Extracted text:
^^^^
The 3,000 students at the National Conference on Undergraduate Research at Weber State University have studied everything they need to know to run the world when they take over, and that's good.
Judging by the results, the current operators -- that's us -- are working blind.
Every possible subject was there.
Friday morning, Daniel Owens, a student at Hope College in Holland, Mich., give an interesting analysis of peacekeeping efforts in west Africa.
Then Matthew Willis, a student at Truman State University in Kirksville, Mo., talked about French involvement in Vietnam after World War II.
Or consider our own Amanda Truong, a WSU senior who's fascinating on many levels.
She's of Chinese descent, but born in England. Her grandparents fled Vietnam after the war and sent half of their children to England and half to Utah.
When she was 10, Amanda came to Utah and went to Bonneville High, then WSU.
She was presenting her genetic research on brine flies, and her face lit up as she talked. She wants to be a medical doctor, a surgeon, but she also wants to get her Ph.D. so she can do research.
How does that coincide with brine flies?
"I'm researching genetics, and genes are all alike, just with humans, they're longer," she said.
She has been mentored by a pediatric neurosurgeon in Indianapolis who studied in Utah, but Amanda is taking a year off after graduation to finish her research before grad school.
^^^^
(Data entries)

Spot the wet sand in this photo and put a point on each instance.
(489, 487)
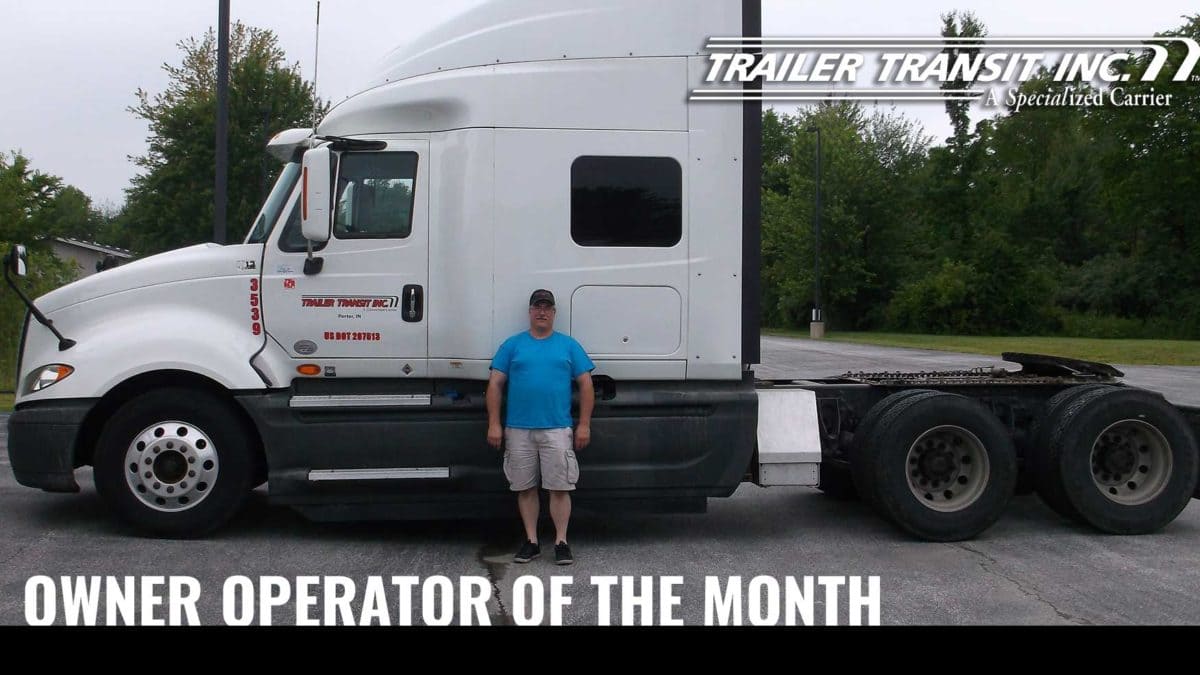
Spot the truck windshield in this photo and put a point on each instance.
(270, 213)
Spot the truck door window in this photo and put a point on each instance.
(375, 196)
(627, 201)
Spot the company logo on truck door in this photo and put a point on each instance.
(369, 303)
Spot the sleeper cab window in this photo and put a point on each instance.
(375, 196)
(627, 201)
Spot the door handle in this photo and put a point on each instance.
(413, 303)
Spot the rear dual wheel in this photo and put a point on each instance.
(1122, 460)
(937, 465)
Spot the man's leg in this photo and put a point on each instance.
^^^^
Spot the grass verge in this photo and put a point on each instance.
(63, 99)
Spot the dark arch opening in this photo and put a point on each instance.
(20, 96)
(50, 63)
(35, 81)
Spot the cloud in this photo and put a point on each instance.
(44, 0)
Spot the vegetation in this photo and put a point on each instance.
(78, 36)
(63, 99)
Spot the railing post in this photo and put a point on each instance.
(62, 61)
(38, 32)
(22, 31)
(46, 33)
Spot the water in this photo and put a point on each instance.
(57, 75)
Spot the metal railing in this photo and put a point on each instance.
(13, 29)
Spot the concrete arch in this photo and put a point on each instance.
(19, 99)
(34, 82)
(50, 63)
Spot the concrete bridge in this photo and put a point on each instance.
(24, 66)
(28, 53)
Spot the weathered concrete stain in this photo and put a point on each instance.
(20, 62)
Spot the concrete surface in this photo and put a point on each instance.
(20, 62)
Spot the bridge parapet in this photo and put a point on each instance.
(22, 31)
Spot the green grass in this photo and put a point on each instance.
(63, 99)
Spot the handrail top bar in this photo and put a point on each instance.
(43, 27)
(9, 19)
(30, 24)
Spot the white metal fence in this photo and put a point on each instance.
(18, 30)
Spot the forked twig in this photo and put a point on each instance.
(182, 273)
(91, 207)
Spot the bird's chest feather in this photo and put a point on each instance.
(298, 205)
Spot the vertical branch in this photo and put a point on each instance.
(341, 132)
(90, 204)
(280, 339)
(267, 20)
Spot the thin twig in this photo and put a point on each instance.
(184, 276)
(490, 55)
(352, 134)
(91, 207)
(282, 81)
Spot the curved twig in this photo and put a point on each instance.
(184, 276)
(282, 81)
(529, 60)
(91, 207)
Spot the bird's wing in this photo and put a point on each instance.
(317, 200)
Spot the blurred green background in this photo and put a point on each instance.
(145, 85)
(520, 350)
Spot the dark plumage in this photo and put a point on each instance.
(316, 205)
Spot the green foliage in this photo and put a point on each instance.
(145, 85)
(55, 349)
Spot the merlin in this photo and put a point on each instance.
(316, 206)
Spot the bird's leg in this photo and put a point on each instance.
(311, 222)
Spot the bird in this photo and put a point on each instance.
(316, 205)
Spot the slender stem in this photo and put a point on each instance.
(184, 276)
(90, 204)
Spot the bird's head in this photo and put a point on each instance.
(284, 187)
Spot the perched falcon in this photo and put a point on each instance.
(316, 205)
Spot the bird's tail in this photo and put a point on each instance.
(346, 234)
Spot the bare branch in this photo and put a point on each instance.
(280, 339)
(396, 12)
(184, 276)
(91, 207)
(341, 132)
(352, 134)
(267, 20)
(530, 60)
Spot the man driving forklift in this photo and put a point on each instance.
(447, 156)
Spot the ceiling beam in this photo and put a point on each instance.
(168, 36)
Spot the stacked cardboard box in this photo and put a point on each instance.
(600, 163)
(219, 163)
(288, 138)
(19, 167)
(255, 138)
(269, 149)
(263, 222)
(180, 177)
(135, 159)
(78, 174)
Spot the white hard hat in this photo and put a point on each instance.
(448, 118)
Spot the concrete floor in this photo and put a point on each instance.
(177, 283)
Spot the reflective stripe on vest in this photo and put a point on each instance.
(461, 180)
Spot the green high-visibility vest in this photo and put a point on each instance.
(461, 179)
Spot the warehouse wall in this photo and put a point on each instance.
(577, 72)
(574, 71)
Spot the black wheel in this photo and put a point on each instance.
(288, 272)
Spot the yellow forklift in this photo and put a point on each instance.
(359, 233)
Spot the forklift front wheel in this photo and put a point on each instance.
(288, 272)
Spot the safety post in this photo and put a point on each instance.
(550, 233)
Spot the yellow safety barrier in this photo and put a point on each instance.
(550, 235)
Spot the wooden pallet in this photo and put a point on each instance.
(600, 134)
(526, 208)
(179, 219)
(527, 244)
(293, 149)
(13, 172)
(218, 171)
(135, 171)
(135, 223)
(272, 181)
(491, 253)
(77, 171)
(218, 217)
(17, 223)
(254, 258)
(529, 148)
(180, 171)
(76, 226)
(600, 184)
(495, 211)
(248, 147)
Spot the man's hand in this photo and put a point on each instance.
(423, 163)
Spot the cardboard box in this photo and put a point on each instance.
^^^^
Problem to work on: In the passage about the undergraduate research conference, rewrite the part between "Friday morning, Daniel" and "World War II.", inclusive, with "peacekeeping" changed to "humanitarian".

Solution:
Friday morning, Daniel Owens, a student at Hope College in Holland, Mich., give an interesting analysis of humanitarian efforts in west Africa.
Then Matthew Willis, a student at Truman State University in Kirksville, Mo., talked about French involvement in Vietnam after World War II.